- [Stored data]:

========================================================================

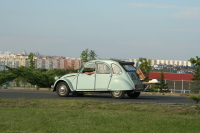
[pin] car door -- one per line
(103, 77)
(86, 78)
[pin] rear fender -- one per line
(119, 84)
(67, 82)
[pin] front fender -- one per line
(119, 84)
(66, 81)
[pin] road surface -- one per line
(38, 94)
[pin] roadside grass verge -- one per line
(76, 116)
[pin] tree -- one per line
(87, 55)
(195, 98)
(145, 64)
(6, 76)
(162, 85)
(31, 59)
(195, 84)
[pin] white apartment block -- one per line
(164, 62)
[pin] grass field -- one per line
(70, 116)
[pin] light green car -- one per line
(117, 78)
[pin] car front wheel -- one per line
(117, 94)
(62, 89)
(133, 94)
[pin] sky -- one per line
(122, 29)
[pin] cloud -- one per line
(144, 5)
(183, 12)
(191, 13)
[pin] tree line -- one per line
(45, 78)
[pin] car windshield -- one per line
(129, 67)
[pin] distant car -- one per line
(117, 78)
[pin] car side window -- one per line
(116, 69)
(103, 69)
(89, 68)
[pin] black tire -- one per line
(133, 94)
(117, 94)
(62, 89)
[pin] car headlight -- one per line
(56, 78)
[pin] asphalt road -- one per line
(38, 94)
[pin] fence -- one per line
(178, 86)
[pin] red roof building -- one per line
(171, 76)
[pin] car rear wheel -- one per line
(133, 94)
(62, 89)
(117, 94)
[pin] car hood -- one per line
(70, 75)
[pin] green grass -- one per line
(67, 116)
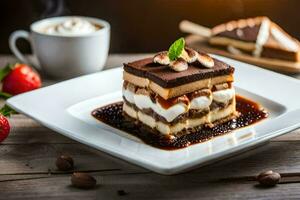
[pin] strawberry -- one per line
(4, 128)
(19, 78)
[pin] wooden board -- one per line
(27, 168)
(200, 43)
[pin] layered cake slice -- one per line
(178, 91)
(258, 36)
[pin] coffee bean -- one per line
(83, 180)
(268, 178)
(64, 163)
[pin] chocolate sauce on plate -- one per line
(250, 113)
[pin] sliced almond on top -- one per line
(206, 60)
(162, 58)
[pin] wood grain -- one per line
(198, 42)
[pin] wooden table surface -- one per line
(27, 167)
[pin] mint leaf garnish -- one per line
(4, 71)
(176, 49)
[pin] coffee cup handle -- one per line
(13, 45)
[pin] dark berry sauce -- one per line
(250, 113)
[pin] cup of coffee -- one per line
(66, 46)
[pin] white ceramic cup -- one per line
(64, 56)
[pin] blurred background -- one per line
(144, 25)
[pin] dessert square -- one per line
(174, 97)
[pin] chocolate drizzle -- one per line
(250, 113)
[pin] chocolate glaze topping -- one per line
(167, 78)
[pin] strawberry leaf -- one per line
(7, 111)
(4, 71)
(176, 49)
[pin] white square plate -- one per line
(66, 108)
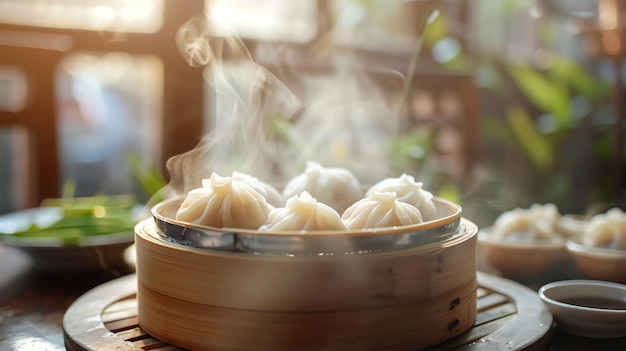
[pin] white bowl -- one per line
(598, 263)
(588, 308)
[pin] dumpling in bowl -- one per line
(409, 191)
(607, 230)
(224, 202)
(270, 193)
(335, 187)
(537, 222)
(380, 210)
(304, 212)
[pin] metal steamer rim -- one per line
(302, 243)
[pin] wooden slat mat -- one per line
(510, 317)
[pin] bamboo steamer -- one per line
(202, 299)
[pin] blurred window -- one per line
(109, 110)
(130, 16)
(13, 168)
(13, 89)
(277, 20)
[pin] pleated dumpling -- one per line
(335, 187)
(270, 193)
(224, 202)
(607, 230)
(379, 210)
(537, 222)
(304, 212)
(409, 191)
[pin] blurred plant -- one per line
(541, 140)
(149, 177)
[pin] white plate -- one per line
(592, 319)
(52, 254)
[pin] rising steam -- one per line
(338, 117)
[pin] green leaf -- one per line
(497, 129)
(547, 93)
(536, 147)
(582, 82)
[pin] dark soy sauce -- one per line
(596, 302)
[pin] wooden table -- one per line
(32, 306)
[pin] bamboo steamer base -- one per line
(206, 300)
(509, 317)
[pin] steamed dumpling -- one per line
(271, 195)
(304, 212)
(380, 210)
(335, 187)
(537, 222)
(224, 202)
(409, 191)
(607, 230)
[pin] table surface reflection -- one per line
(32, 305)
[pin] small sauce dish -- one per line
(588, 308)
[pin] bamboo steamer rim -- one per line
(452, 213)
(147, 232)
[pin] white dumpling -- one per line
(607, 230)
(409, 191)
(380, 210)
(222, 202)
(304, 212)
(335, 187)
(537, 222)
(270, 193)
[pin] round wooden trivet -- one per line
(510, 316)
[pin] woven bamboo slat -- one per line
(404, 300)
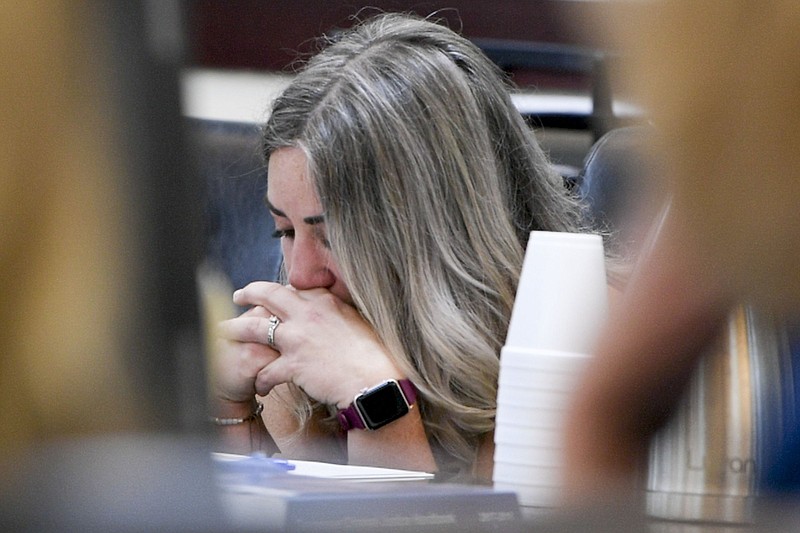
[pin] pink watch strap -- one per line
(350, 419)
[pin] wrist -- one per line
(245, 411)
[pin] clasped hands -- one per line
(323, 345)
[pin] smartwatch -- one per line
(375, 407)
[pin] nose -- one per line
(308, 265)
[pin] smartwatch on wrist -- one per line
(375, 407)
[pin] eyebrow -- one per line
(312, 220)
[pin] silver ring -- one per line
(274, 322)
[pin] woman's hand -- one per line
(238, 361)
(325, 346)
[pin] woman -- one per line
(404, 184)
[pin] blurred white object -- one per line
(560, 309)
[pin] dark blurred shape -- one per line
(619, 180)
(239, 227)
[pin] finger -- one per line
(272, 296)
(245, 329)
(271, 376)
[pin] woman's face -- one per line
(300, 224)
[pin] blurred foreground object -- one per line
(720, 81)
(101, 375)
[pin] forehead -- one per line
(288, 187)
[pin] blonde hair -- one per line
(430, 183)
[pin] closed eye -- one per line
(280, 233)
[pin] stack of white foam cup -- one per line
(560, 308)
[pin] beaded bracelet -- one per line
(234, 421)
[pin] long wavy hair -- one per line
(430, 183)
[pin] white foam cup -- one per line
(524, 435)
(527, 454)
(531, 495)
(543, 476)
(562, 299)
(539, 418)
(533, 398)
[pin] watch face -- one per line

========================================================================

- [The task]: What you return must be the lines from the line holding "[pin] wrist -- one per line" through the final line of the material, word for word, and nothing more.

- [Answer to this problem]:
[pin] wrist -- one per line
(245, 411)
[pin] clasped hands -- one per line
(323, 345)
[pin] smartwatch -- one per line
(375, 407)
[pin] nose -- one per line
(308, 265)
[pin] smartwatch on wrist -- one per line
(375, 407)
[pin] eyebrow -- one per line
(312, 220)
[pin] silver ring -- one per line
(274, 322)
[pin] woman's hand -- one per line
(238, 361)
(325, 346)
[pin] woman -- one per line
(404, 184)
[pin] blurred white object -- one per line
(560, 309)
[pin] dark blurred shape -- one per line
(619, 180)
(239, 227)
[pin] finger -- one per line
(272, 296)
(245, 329)
(271, 376)
[pin] woman's face -- one per line
(300, 224)
[pin] blurred foreground object -- one per line
(720, 81)
(101, 375)
[pin] forehead -- one per line
(288, 187)
[pin] blonde hair -- one per line
(430, 183)
[pin] closed eye -- one per line
(280, 233)
[pin] stack of white foam cup -- one per line
(560, 308)
[pin] beaded bracelet -- one per line
(234, 421)
[pin] long wavy hair -- one per line
(430, 183)
[pin] white foam cup -- one per line
(524, 435)
(527, 454)
(531, 495)
(543, 476)
(562, 299)
(539, 418)
(533, 398)
[pin] watch face -- one per line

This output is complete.